┌────────

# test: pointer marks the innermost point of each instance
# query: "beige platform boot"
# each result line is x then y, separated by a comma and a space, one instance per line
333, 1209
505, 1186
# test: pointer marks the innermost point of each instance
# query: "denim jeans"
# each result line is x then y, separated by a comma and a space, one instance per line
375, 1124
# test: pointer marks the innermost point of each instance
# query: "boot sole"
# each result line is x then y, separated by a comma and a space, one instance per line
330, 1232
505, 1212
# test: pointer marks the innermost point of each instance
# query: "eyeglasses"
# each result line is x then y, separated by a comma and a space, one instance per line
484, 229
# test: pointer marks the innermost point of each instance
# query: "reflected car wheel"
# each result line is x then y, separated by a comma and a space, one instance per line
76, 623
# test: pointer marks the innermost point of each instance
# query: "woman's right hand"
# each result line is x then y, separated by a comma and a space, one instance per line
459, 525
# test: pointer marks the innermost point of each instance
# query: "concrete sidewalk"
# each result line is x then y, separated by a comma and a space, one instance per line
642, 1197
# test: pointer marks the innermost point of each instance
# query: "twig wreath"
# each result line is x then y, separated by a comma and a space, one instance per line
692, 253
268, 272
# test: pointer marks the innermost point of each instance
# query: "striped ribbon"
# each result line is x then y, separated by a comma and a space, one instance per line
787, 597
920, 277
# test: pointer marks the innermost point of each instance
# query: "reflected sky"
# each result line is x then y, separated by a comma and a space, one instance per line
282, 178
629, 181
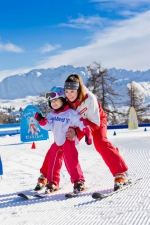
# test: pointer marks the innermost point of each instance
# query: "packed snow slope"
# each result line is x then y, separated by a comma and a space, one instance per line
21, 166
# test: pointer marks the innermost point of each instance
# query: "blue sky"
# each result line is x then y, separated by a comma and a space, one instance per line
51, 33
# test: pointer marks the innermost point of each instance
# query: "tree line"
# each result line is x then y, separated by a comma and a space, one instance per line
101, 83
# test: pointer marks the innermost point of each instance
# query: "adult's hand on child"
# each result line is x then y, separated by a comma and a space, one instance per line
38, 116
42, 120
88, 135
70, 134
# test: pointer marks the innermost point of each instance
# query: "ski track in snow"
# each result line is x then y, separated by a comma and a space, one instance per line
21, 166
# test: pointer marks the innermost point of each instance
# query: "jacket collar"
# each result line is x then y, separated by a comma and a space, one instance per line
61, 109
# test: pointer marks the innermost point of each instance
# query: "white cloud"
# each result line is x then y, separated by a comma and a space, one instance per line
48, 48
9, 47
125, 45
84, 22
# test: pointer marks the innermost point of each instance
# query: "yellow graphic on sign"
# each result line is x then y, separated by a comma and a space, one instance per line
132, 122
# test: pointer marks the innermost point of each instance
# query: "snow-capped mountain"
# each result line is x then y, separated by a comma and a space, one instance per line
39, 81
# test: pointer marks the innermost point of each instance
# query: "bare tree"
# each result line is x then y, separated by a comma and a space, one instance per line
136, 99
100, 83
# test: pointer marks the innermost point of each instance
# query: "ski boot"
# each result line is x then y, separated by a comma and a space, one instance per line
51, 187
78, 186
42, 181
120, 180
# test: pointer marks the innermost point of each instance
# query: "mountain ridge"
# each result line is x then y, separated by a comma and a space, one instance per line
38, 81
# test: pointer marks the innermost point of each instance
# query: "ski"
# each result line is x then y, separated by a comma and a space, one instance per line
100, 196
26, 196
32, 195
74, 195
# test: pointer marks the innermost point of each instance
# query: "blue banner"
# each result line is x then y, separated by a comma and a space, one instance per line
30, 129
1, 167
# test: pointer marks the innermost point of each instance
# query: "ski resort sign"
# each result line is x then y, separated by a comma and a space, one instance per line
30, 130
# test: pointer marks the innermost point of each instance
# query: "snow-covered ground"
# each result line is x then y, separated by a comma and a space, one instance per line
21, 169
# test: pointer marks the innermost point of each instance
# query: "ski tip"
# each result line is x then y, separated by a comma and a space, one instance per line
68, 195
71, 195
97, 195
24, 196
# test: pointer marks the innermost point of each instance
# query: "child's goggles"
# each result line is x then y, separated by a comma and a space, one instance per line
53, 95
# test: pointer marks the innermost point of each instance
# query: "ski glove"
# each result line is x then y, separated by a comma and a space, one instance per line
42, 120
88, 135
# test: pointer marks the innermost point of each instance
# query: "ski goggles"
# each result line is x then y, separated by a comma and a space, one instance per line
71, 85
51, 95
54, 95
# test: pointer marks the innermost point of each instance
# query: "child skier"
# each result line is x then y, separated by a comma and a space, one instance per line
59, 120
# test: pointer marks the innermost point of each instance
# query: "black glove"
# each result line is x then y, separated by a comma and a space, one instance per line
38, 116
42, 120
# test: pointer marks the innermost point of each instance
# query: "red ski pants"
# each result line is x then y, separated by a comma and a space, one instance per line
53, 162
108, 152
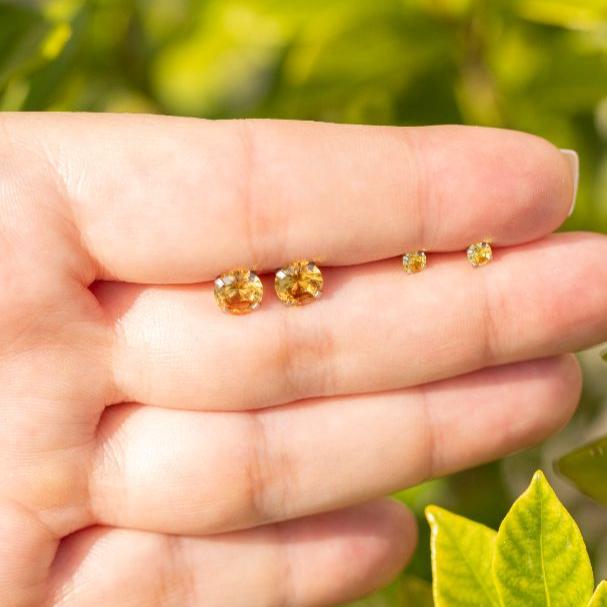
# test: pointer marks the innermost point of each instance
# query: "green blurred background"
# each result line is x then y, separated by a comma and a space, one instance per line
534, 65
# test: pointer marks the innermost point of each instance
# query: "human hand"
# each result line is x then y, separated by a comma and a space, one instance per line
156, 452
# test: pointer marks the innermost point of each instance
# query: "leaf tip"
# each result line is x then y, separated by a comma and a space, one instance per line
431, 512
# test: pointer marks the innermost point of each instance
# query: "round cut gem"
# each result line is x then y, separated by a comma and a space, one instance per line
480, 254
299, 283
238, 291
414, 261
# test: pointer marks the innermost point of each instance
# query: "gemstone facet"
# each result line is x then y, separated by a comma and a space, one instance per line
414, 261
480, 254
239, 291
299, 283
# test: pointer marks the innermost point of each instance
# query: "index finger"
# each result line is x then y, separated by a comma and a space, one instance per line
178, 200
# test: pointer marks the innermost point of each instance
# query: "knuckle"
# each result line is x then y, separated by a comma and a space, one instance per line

└────────

■ What the exercise asks ■
Make an exact copy of the whole listing, but don't bring over any pictures.

■ Worked solution ■
# test: pointer marks the innermost point of each instance
# query: "beige platform boot"
# each result line is x then y, separated by a comma and a space, one instance per line
333, 1209
505, 1186
# test: pointer marks the innermost point of each instance
# query: "denim jeans"
# each result line is x then y, separated by a comma and a space, one instance per line
375, 1124
# test: pointer marks the innermost point of each instance
# query: "boot sole"
# each result line is x then y, separated by a comma and a space, one instance per line
330, 1232
505, 1212
# test: pointer marks the innermost point of each instance
# query: "eyeglasses"
# each result line is x then y, separated by a comma and a space, one instance per line
484, 229
# test: pointer marks the innermost point of each instance
# query: "reflected car wheel"
# each result line is x then y, separated by a comma and a space, one instance per line
76, 623
# test: pointer marks the innermost point of each instance
# query: "woman's right hand"
# each result line is x then y, separated by a comma and a space, one instance per line
459, 525
# test: pointer marks the innermost point of each instance
# query: "concrete sidewalk"
# each result line is x then y, separated by a comma and a space, one instance per line
642, 1197
# test: pointer marks the innermost point of each instance
# query: "twig wreath"
# each result line is x then y, separated by a comma and a space, one instance per line
692, 253
268, 272
# test: pointer marks the innermost point of each instance
# query: "striped ribbon"
# each result line is x then y, separated by a comma and a space, one instance per line
787, 597
920, 277
# test: pointer marks the innermost point of each instance
# query: "reflected sky"
# each result line is x then y, separated by a comma and a space, one instance per line
282, 178
629, 181
# test: pointer marks the innermost point of each instance
# query: "packed snow slope"
# each result line is x then y, separated by a comma and a space, one instance per line
21, 166
# test: pointer marks the innermost point of each instance
# query: "blue sky"
# each result line is x then y, separated by a comma and a space, one instance per line
51, 33
# test: pointer marks the innermost point of each instance
# query: "tree line"
# each result line is x then y, separated by a comma and a space, one instance per line
101, 83
# test: pointer marks the innermost point of each instance
# query: "adult's hand on child"
# each result line is x then y, separated by a comma and a space, one instance per line
38, 116
42, 120
88, 135
70, 134
# test: pointer marks the innermost point of each instance
# query: "ski track in snow"
# each result line is x then y, separated by a comma and a space, one instance per line
21, 166
# test: pointer marks the innermost point of each instance
# query: "jacket collar"
# each result line is x then y, separated by a comma and a space, one instance per line
61, 109
# test: pointer marks the innermost point of each instance
# query: "white cloud"
# each result line is x then y, separated by a comma and a space, one instance per line
48, 48
9, 47
125, 45
84, 22
# test: pointer marks the innermost point of each instance
# query: "yellow graphic on sign"
# each result line is x then y, separated by a comma and a space, one instance per line
132, 122
# test: pointer marks the innermost point of each instance
# query: "snow-capped mountain"
# each result line is x then y, separated by a comma and a space, one instance per line
39, 81
# test: pointer marks the innermost point of each instance
# query: "bare tree"
# each result line is x then y, separated by a comma and a space, one instance per line
136, 99
100, 83
# test: pointer marks the innermost point of each instance
# query: "ski boot"
# each result line is x then y, separated by a comma and a space, one instance per line
51, 187
78, 186
42, 181
120, 180
# test: pointer marks the innermost point of each instance
# query: "mountain ridge"
# each result line is x then y, separated by a comma and a space, one instance per line
38, 81
# test: pointer marks the innermost point of each instance
# query: "ski"
# each result line is x then y, separated by a comma and a space, one instance per line
100, 196
26, 196
32, 195
74, 195
# test: pointer marks the innermost point of each instance
# query: "blue banner"
# each result line is x then y, separated by a comma and a space, one instance per line
30, 129
1, 167
# test: pointer marks the innermost point of each instance
# query: "ski resort sign"
# each result line is x then y, separated by a comma and a space, one instance per line
30, 130
# test: pointer marks the innermost point of each instance
# query: "snow-covered ground"
# each result line is x then y, separated by a comma and a space, one instance per line
21, 169
# test: pointer marks the innermost point of each instance
# query: "ski tip"
# each result line is x then y, separated by a comma and a space, one instance per line
68, 195
71, 195
97, 195
24, 196
# test: pointer marks the innermost point of each instance
# query: "child's goggles"
# each result line is x then y, separated by a comma and a space, one instance per line
53, 95
# test: pointer marks the innermost point of each instance
# query: "ski glove"
# each result line is x then y, separated by a comma and a space, one instance per line
42, 120
88, 135
# test: pointer marks the innermost point of each instance
# query: "ski goggles"
# each result line is x then y, separated by a comma and a space, one instance per line
71, 85
51, 95
54, 95
# test: pointer marks the innermost point of each instance
# query: "child skier"
# each result line is x then y, separated by a comma and a space, one instance per line
59, 120
# test: pointer marks the innermost point of each instance
# query: "black glove"
# each result line is x then y, separated by a comma and a space, one instance per line
38, 116
42, 120
# test: pointer marks the innermost point of each instance
# query: "red ski pants"
# each result line is x then y, separated by a comma and a space, one instance per line
53, 162
108, 152
# test: pointer marks the innermost point of each instance
# query: "green blurred background"
# each result line is x then y, separated by a comma and a space, one instance per line
534, 65
# test: pointer marks the innermost point of each instance
# query: "human hand"
# each result line is x then y, separated by a comma and a space, one instance per line
156, 452
# test: pointer marks the innermost point of each instance
# query: "leaf tip"
# each result line is x then y, separated by a comma and a space, one instance per line
431, 512
# test: pointer marks the innermost point of each instance
# query: "round cut gem"
# each result line is x then y, separated by a comma and a space, one instance per line
480, 254
299, 283
238, 291
414, 261
# test: pointer marks the innermost point of each instance
# query: "gemstone facet"
# each result line is x then y, separated by a comma and a space, one instance per line
414, 261
480, 254
239, 291
299, 283
# test: pointer marks the innermost point of each instance
# query: "index finger"
# each result line is x then y, separated by a comma and a space, one instance per line
178, 200
# test: pointer marks the innermost point of each instance
# query: "knuckle"
# each result line is x then y, separated by a comma and a space, one instance per line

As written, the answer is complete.